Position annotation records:
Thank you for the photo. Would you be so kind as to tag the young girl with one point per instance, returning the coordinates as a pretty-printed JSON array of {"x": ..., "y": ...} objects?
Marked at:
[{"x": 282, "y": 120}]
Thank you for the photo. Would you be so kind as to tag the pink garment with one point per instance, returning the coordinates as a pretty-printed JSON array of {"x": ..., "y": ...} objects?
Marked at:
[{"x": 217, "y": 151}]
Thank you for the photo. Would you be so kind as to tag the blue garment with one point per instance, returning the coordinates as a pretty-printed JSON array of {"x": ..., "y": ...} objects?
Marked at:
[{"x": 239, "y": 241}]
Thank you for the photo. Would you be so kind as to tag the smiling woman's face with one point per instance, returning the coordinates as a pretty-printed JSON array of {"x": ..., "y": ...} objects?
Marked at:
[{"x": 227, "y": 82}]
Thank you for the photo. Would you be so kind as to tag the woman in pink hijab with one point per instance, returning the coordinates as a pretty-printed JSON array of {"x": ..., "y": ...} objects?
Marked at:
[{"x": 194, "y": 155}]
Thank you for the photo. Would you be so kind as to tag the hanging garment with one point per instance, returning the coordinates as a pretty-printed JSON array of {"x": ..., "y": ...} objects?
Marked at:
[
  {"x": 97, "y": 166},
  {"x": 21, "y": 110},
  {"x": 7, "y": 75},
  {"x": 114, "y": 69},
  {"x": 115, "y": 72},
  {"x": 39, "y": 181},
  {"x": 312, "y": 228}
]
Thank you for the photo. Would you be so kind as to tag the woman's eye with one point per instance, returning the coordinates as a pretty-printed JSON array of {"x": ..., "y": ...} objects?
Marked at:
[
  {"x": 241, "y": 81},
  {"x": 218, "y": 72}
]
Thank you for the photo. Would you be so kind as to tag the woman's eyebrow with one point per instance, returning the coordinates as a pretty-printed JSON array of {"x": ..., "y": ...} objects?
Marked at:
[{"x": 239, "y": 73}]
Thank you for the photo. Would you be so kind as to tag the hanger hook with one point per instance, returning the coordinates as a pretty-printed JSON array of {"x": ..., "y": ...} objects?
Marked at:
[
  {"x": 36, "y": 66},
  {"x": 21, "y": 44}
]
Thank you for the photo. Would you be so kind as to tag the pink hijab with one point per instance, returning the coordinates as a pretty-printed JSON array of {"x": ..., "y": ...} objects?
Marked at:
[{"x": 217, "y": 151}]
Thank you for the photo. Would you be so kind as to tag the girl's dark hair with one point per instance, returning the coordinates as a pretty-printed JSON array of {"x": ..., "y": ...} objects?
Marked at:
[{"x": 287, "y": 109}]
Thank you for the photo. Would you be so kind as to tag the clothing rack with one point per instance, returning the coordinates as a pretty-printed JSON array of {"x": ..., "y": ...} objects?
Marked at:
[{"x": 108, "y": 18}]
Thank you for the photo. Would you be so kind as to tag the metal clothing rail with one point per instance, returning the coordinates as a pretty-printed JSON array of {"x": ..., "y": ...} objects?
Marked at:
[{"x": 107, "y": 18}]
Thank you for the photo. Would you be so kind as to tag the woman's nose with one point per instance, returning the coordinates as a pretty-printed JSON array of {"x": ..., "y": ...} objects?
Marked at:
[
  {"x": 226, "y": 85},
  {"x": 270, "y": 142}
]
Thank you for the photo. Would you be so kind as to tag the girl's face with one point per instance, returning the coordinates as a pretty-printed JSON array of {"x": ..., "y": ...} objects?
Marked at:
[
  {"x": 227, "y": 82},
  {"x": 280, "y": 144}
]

What the exercise asks: Could you convert every line of the records above into a Markdown table with two columns, "Row" for the row number and "Line" for the line itself, leaving out any blank lines?

Correct result:
| Row | Line |
|---|---|
| 1 | Thank you for the photo. Would you be so kind as to tag the young girl with one point per instance, returning the coordinates as a pretty-printed JSON array of {"x": ..., "y": ...} objects? |
| 2 | Marked at: |
| 3 | [{"x": 282, "y": 120}] |
| 4 | Thank you for the photo. Would you be so kind as to tag the pink garment with one point per instance, returning the coordinates as a pretty-printed JSON array of {"x": ..., "y": ...} objects? |
| 5 | Marked at: |
| 6 | [{"x": 217, "y": 151}] |
| 7 | Thank you for the photo. Would you be so kind as to tag the blue garment with one point per instance, returning the coordinates as a pretty-printed JSON array of {"x": ..., "y": ...} objects? |
| 8 | Marked at: |
| 9 | [{"x": 239, "y": 241}] |
| 10 | Thank you for the photo. Would you be so kind as to tag the smiling woman's face with one point per instance, returning the coordinates as a pretty-printed JSON array of {"x": ..., "y": ...} objects? |
| 11 | Marked at: |
| 12 | [{"x": 227, "y": 82}] |
| 13 | Thank you for the photo. Would you be so kind as to tag the woman in pink hijab with one point per instance, returning the coordinates as a pretty-printed JSON array of {"x": ..., "y": ...} objects? |
| 14 | Marked at: |
| 15 | [{"x": 194, "y": 155}] |
| 16 | Thank you for the photo. Would you be so kind as to tag the hanging garment with one point per instance, returning the coordinates as a pretty-printed JSON array of {"x": ..., "y": ...} objects? |
| 17 | Marked at: |
| 18 | [ |
| 19 |   {"x": 97, "y": 166}, |
| 20 |   {"x": 21, "y": 110}, |
| 21 |   {"x": 7, "y": 75}, |
| 22 |   {"x": 114, "y": 69}, |
| 23 |   {"x": 115, "y": 72}, |
| 24 |   {"x": 39, "y": 181}, |
| 25 |   {"x": 312, "y": 228} |
| 26 | ] |
| 27 | Thank you for the photo. Would you be so kind as to tag the woman's eye with one point per instance, returning the coordinates as a pretty-printed JSON array of {"x": ..., "y": ...} objects? |
| 28 | Marked at: |
| 29 | [ |
| 30 |   {"x": 241, "y": 81}, |
| 31 |   {"x": 218, "y": 72} |
| 32 | ] |
| 33 | Thank you for the photo. Would you be so kind as to tag the woman's eyebrow with one point per instance, returning the coordinates as a pretty-printed JSON array of {"x": ..., "y": ...} objects? |
| 34 | Marked at: |
| 35 | [{"x": 239, "y": 73}] |
| 36 | Thank you for the photo. Would you be so kind as to tag the hanger hook with one point per instance, returning the coordinates as a pretty-printed JSON array of {"x": ..., "y": ...} objects? |
| 37 | Marked at: |
| 38 | [ |
| 39 |   {"x": 36, "y": 66}, |
| 40 |   {"x": 21, "y": 44} |
| 41 | ] |
| 42 | Thank you for the photo. Would you be so kind as to tag the pink hijab with one point per instance, returning the coordinates as a pretty-printed JSON array of {"x": ..., "y": ...} objects? |
| 43 | Marked at: |
| 44 | [{"x": 217, "y": 151}] |
| 45 | Thank you for the photo. Would you be so kind as to tag the girl's dark hair with one point per instance, returning the coordinates as a pretty-printed JSON array of {"x": ..., "y": ...} objects? |
| 46 | Marked at: |
| 47 | [{"x": 287, "y": 109}] |
| 48 | Thank you for the photo. Would you be so kind as to tag the clothing rack with one point per instance, returning the coordinates as a pretty-printed JSON array of {"x": ..., "y": ...} objects? |
| 49 | Marked at: |
| 50 | [{"x": 108, "y": 18}] |
| 51 | Thank you for the photo. Would you be so kind as to tag the metal clothing rail with one point per instance, returning the coordinates as a pretty-printed JSON array of {"x": ..., "y": ...} objects? |
| 52 | Marked at: |
| 53 | [{"x": 107, "y": 18}] |
| 54 | Thank you for the photo. Would you be so kind as to tag the woman's nose with one point per instance, returning the coordinates as a pretty-printed JSON array of {"x": ..., "y": ...} objects? |
| 55 | Marked at: |
| 56 | [ |
| 57 |   {"x": 226, "y": 85}, |
| 58 |   {"x": 270, "y": 142} |
| 59 | ] |
| 60 | Thank you for the photo. Would you be so kind as to tag the girl's face with one point per instance, returning the coordinates as a pretty-printed JSON array of {"x": ..., "y": ...} objects? |
| 61 | Marked at: |
| 62 | [ |
| 63 |   {"x": 227, "y": 82}, |
| 64 |   {"x": 280, "y": 144} |
| 65 | ] |